By PAUL GOTHAM
OLEAN, N.Y. — It appears in the box score as a fielder’s choice – a routine play. The execution and impact were anything but ordinary.
In the final assessment it was a decoy, communication and an alert player on the bag. Olean Oilers’ manager Bobby Bell might have mumbled check mate when it was done.
With two runs in and two aboard including the tying run at second in the eighth inning of Monday night’s Western Divisional Series game, the Olean Oilers’ defense stopped their opponent’s momentum. Olean left fielder Sam Kysor (USC – Upstate) didn’t need to dive, nor run down a drive in the gap. He made what Bell referred to later as a “real baseball move.”
And a pair of his teammates were ready to help him capitalize.
The Geneva Twins’ Kenny Reckart (Wooster) sent a one-out hump back liner into left. Andy Lalonde (So. New Hampshire), the runner at second, watched the ball go over his head. He turned and glanced at Kysor who straightened up and brought his glove to eye level like he was ready gather a fly ball.

━━━━━━━━━━━━━━━━

→ Complete the following:
A. Answer these from the baseball article:
(i) Who manages the Olean Oilers?
(ii) In what inning did the play happen?
(iii) Which Geneva Twins player hit the one-out liner into left?
B. Extract, word for word, the part of the baseball article that opens with the words containing "With two runs" and closes with "help him capitalize.".
You won't need the records that come after this baseball article.

━━━━━━━━━━━━━━━━

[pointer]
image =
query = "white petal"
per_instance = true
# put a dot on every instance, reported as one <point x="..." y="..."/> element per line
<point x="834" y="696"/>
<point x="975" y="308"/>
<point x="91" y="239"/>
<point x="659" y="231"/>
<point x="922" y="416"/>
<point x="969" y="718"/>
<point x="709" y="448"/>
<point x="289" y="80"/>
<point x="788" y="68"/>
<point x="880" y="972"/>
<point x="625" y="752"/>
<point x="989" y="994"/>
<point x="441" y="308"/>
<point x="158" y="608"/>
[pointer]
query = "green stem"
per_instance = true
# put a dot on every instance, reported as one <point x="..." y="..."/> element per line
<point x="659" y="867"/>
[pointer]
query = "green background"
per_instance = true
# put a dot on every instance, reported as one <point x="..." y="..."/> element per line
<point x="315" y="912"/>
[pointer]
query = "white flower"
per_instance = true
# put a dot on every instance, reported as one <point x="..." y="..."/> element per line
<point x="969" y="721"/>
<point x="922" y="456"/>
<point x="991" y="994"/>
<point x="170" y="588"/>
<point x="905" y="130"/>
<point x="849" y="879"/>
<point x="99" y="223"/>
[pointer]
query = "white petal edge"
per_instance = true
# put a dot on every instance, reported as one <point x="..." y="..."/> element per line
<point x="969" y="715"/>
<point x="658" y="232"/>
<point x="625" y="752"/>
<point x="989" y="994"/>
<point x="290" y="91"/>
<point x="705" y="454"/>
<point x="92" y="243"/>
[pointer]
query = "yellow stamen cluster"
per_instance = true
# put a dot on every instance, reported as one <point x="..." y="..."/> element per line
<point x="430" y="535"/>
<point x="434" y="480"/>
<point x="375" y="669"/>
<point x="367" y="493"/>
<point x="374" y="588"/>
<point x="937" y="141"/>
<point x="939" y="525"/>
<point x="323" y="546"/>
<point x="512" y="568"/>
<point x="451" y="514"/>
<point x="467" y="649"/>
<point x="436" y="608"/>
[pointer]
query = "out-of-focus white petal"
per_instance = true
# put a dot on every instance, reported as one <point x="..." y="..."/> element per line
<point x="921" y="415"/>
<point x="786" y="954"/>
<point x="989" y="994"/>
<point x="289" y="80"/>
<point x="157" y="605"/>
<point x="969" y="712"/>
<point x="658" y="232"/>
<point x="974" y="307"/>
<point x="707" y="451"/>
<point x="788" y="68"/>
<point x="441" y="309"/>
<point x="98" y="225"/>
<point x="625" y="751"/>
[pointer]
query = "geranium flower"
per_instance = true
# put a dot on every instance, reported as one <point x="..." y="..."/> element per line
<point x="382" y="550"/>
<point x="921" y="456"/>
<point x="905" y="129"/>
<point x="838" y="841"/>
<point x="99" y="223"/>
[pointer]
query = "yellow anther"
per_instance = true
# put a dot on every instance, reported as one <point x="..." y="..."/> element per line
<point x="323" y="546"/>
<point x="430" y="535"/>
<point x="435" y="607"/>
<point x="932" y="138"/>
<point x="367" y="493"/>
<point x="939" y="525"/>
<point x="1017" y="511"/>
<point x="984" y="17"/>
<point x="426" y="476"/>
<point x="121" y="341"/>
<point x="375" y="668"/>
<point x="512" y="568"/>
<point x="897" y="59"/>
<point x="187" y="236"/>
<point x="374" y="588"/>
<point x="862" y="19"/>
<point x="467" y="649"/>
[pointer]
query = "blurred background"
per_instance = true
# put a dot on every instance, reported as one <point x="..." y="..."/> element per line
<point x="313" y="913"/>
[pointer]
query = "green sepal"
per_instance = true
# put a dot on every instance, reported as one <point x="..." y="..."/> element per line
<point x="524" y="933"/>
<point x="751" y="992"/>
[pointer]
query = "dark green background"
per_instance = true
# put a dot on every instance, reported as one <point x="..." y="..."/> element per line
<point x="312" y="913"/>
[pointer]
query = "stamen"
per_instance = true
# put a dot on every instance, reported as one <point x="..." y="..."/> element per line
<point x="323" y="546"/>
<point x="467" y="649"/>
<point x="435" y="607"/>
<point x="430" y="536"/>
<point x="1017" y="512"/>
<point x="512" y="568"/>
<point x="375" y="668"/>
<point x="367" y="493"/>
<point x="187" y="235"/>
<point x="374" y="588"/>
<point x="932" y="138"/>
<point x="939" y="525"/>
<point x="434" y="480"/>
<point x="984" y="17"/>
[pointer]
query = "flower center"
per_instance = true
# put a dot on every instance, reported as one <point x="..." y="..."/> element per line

━━━━━━━━━━━━━━━━

→ Per-task answers:
A.
(i) Bobby Bell
(ii) The eighth inning
(iii) Kenny Reckart (Wooster)

B.
With two runs in and two aboard including the tying run at second in the eighth inning of Monday night’s Western Divisional Series game, the Olean Oilers’ defense stopped their opponent’s momentum. Olean left fielder Sam Kysor (USC – Upstate) didn’t need to dive, nor run down a drive in the gap. He made what Bell referred to later as a “real baseball move.”
And a pair of his teammates were ready to help him capitalize.